**THE PROBLEM:**
Reproduce the listing below in its entirety. Change nothing.

━━━━━━━━━━━━━━━━━━━━

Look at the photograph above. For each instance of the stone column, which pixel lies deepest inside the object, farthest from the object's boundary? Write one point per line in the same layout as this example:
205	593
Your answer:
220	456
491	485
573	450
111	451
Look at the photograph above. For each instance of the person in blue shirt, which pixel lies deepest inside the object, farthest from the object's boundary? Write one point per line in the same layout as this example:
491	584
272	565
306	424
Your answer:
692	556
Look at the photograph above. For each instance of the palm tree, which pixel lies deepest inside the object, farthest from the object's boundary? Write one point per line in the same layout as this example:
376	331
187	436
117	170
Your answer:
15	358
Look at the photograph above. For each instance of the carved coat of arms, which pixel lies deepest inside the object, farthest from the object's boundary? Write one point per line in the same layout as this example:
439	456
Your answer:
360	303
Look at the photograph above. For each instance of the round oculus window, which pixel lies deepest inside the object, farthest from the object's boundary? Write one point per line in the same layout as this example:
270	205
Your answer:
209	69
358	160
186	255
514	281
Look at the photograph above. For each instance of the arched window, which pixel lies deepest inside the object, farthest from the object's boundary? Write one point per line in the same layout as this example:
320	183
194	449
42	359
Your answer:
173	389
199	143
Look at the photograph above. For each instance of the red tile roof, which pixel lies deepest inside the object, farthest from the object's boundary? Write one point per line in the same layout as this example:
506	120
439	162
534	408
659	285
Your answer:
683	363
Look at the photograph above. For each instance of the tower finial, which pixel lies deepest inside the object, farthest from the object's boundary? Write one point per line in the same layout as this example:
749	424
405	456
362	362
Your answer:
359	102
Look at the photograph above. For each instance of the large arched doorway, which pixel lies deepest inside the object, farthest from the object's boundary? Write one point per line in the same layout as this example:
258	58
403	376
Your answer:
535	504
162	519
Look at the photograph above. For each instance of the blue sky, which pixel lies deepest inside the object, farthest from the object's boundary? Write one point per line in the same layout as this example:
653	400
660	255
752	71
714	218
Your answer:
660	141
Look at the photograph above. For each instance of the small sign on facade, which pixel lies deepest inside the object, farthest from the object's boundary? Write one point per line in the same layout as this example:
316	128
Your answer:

━━━━━━━━━━━━━━━━━━━━

**REPLY TO THE EXERCISE:**
Look at the photograph above. For each instance of the stone column, which pixel lies deepest inside the object, farthest from the object's boundary? Write one point per line in the same layout as this example:
205	593
Your answer:
220	456
491	485
573	450
111	451
Look at the photograph above. For each instance of the person in blue shirt, which pixel lies deepest inside the object, farthest from the object's boundary? Write one point per line in the same layout as this example:
491	584
272	565
306	424
Your answer:
692	556
Look at the photograph above. For each instance of the palm tree, which pixel lies deepest inside the object, farthest from the object's boundary? Write one point per line in the same layout as this example:
376	331
187	436
117	170
Your answer:
15	358
Look at the photograph above. For each instance of the carved coat of arms, which pixel lies deepest inside the object, farthest from the object's boundary? Write one point per line in the same layout as this example:
439	456
Your answer:
360	303
Look at the photograph above. For each instance of the round oculus window, which pixel lies deepest inside the object, farthest from the object's boundary? Write one point per line in the same layout as this example:
270	205
Your answer:
209	69
358	160
186	255
514	281
Look at the photograph above. For each instance of the arched window, which pixel lies deepest inside the object, farthest from the object's boundary? Write one point per line in the same layout as this example:
320	183
194	449
42	359
Your answer:
173	389
199	143
Look at the photograph above. For each instance of the red tile roof, which pixel lies deepest inside the object, farthest from the object's boundary? Write one point per line in the same layout as this example:
506	120
439	162
534	408
659	285
Your answer:
683	363
Look at the photograph above. For each instance of the tower finial, which pixel lies deepest inside the object, farthest from the object's boundary? Write one point per line in the same layout as this example:
749	424
405	456
362	362
Your answer:
359	102
Look at the photograph above. For each instance of the large arched doorway, which pixel lies deepest inside the object, farthest from the object's boundary? Write one point per line in the same layout as this example:
258	58
403	376
Your answer:
535	504
162	519
Look at the photograph above. For each instance of the blue sky, which pixel lies deepest inside the object, farthest from the object's boundary? Write one point per line in the same layout as this example:
653	400
660	255
752	71
714	218
Your answer:
660	141
Look at the photograph above. For each instance of the small sign on facade, which pixel lies deepest inside the object, farthest from the object's boundary? Write one point per line in the same layout as this example:
316	128
Your answer:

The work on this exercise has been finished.